The cell cycles and apoptosis of the liver cell (%).

Item	Control group	Model group	Drug group
G0/1	70.67 ± 2.76	74.92 ± 2.28∗	72.83 ± 4.89
S	7.51 ± 3.29	6.32 ± 2.84	11.46 ± 2.08∗∗
G2M	7.84 ± 0.88	7.34 ± 1.64	9.53 ± 2.16∗
apoptosis	11.82 ± 2.68	11.42 ± 2.69	8.34 ± 3.25∗∗
PI	17.41 ± 3.65	15.42 ± 2.97	22.90 ± 3.42∗
SPF	8.52 ± 3.42	7.13 ± 2.66	12.50 ± 2.78∗∗

Abbreviations: PI, proliferation index; SPF, S-phase fraction.

∗P < 0.05

∗∗P < 0.01 vs. control group.

Discussion

The study of the pharmacodynamics of Chinese medicine compound substances and their mechanisms of action is one of the key scientific issues in the modernization of TCM (Shu et al., 2018). Network pharmacology and systems biology can explain the effects of drugs on bio-net from the perspective of macroscopic or overall regulation and provide new research ideas and technical means for the study of the mechanisms of action of Chinese medicine compound (Chen et al., 2014). In this study, in view of the complexity of the active ingredients in Paederia scandens and the diversity of potential regulatory targets in chicken, we first collected a summary of the target points of the compounds in Paederia scandens and NAFLD-related target points from multiple databases in chicken with network pharmacology analysis. Then, the drug–compound–target–disease network was constructed, and the potential target points of Paederia scandens were predicted. Our research found that the main active ingredients of Paederia scandens with cofactor binding, heme binding, oxidoreductase activity, tetrapyrrole binding, and cytokine activity. In the KEGG enrichment assay, we observed that many target points might associated with AGE-RAGE signaling pathway in diabetic complications, Focal adhesion, mitogen-activated protein kinase signaling pathway, C-type lectin receptor signaling pathway, apoptosis, Salmonella infection, and Toll-like receptor signaling pathway. In addition, intestinal factors are known to be one of the major causes of NAFLD, and the Salmonella infection pathway, Toll-like receptor signaling pathway, and apoptosis pathway belong to endotoxin-induced hepatitis or intestinal inflammation. These findings might explain the molecular mechanism underlying the results that most of the active molecules were associated with intestinal infection and NAFLD, suggesting that Paederia scandens may treat NAFLD-related intestinal factor.

[Stored data entries]
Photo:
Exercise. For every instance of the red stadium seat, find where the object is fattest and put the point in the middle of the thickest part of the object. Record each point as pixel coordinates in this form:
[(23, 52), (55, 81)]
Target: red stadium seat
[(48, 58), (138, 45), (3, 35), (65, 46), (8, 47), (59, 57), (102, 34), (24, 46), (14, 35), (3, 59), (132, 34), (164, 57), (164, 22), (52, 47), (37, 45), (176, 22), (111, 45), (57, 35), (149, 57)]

Required tasks:
1/ Translate this sentence from the Paederia scandens discussion into Spanish: "Then, the drug–compound–target–disease network was constructed, and the potential target points of Paederia scandens were predicted."
2/ Proceed with the discussion of Paederia scandens and NAFLD, picking up after its final sentence.

Task-by-task answers:
1/ Luego, se construyó la red fármaco–compuesto–diana–enfermedad y se predijeron los puntos diana potenciales de Paederia scandens.

2/
For our further study, we confirmed that the protection of Paederia scandens in NAFLD model concomitant with diseases caused by endotoxin of S. enteritidis. The results showed Paederia scandens can reduce death rate, promote living quality, and downregulate serum TG and LPS levels in NAFLD chickens. These finding demonstrated Paederia scandens has an important treatment value for NAFLD.

The SPF is an index of liver regeneration, and PI is a proportion of during proliferation of hepatocytes (Qiang et al., 2008), and increasing PI and SPF showed that hepatocytes grew up actively. Paederia scandens can also upregulated PI and SPF of hepatocyte and reduce the proportion of apoptosis in NALFD chicken. The NAFLD research had shown that pathogenesis of NAFLD is the 2 hit hypotheses (Byrne, 2010). This observation also provides us with new direction and possibilities for further exploration for the mechanism for inhibiting NAFLD by Paederia scandens. Our enrichment analysis indicates that the regulation of apoptosis, Salmonella infection, and Toll-like receptor signaling pathway may be the key mechanism for inhibiting NAFLD by Paederia scandens, and quercetin and kaempferol are used as ingredients in Paederia scandens, which is the main therapeutic candidates for NAFLD.

In conclusion, quercetin and kaempferol of Paederia scandens are used as ingredients and the main therapeutic candidates for NAFLD and targeting the Salmonella infection pathway, Toll-like receptor signaling pathway, and apoptosis pathway may be a potential therapeutic approach for NAFLD by Paederia scandens.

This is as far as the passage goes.